= WHAT TO DO =
Go through the data and copy every line in which "brick" appears.

[Stored data]
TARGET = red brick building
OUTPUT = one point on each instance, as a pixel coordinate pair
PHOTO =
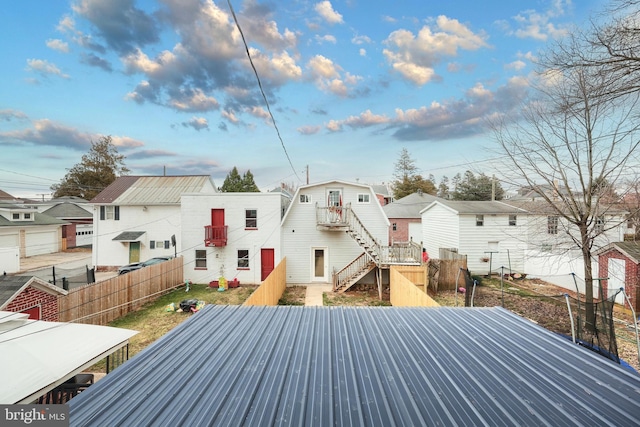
(618, 262)
(24, 294)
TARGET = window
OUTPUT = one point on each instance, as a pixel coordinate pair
(243, 258)
(305, 198)
(363, 198)
(251, 218)
(201, 258)
(110, 212)
(599, 228)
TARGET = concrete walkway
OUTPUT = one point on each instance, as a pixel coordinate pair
(314, 294)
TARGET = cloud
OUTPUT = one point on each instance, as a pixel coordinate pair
(119, 23)
(326, 12)
(10, 115)
(415, 56)
(57, 44)
(197, 123)
(538, 25)
(309, 130)
(45, 132)
(444, 120)
(44, 68)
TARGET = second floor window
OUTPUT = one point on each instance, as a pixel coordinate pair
(552, 225)
(251, 218)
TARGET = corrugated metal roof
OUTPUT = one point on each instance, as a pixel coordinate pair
(480, 207)
(409, 206)
(235, 365)
(151, 190)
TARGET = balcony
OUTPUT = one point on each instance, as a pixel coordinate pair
(215, 235)
(333, 218)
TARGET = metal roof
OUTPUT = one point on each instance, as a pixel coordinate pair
(409, 206)
(11, 286)
(382, 366)
(36, 356)
(152, 190)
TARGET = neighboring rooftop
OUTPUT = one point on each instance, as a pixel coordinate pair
(152, 190)
(409, 206)
(364, 366)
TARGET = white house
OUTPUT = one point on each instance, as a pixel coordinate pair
(231, 235)
(138, 217)
(489, 233)
(330, 225)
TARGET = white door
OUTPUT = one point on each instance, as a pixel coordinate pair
(319, 265)
(616, 278)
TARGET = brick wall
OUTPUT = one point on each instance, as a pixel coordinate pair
(631, 279)
(32, 297)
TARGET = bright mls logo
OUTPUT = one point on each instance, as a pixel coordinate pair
(34, 415)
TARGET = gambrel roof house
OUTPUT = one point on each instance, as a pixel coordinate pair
(336, 232)
(404, 216)
(136, 217)
(489, 233)
(231, 235)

= SOLUTION FOR THIS PROBLEM =
TARGET = red brick building
TARGET = brick wall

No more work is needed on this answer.